[Opening EXERCISE MATERIALS section]

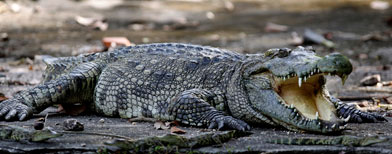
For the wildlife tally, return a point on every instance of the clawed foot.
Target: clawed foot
(11, 109)
(359, 116)
(228, 122)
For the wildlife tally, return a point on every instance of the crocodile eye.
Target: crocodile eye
(284, 52)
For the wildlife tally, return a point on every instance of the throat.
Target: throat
(308, 100)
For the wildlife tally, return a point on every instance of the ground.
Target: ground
(47, 27)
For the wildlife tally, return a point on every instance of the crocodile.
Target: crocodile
(340, 140)
(198, 86)
(17, 133)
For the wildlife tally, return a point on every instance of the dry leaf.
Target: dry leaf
(177, 130)
(115, 41)
(95, 23)
(2, 97)
(72, 109)
(159, 125)
(272, 27)
(370, 80)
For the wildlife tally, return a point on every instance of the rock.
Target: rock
(39, 125)
(371, 80)
(72, 125)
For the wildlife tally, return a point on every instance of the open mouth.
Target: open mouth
(307, 95)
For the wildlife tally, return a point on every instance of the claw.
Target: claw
(220, 124)
(10, 114)
(212, 125)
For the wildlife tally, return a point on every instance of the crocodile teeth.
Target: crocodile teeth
(346, 119)
(299, 82)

[Closing EXERCISE MATERIALS section]

» **REQUIREMENT**:
Each line above that has the word "return" should be copied.

» **WRITTEN RESPONSE**:
For the wildlife tally, return a point on every instance of the clawed foot.
For the wildlife tally, return a point on every instance of the crocodile eye.
For the wildlife tally, return a point on every instance of the throat.
For the wildlife tally, return a point on every instance of the ground.
For the wildlife tally, return a point on every instance of the crocodile.
For the wildlife tally, return a point on every instance of the dry leaf.
For the wildlife tally, return a point on every instance of the rock.
For the wildlife tally, return a point on every instance of the open mouth.
For the wildlife tally, return a point on every instance of the claw.
For the wildlife tally, return a point on every instance of the crocodile teeth.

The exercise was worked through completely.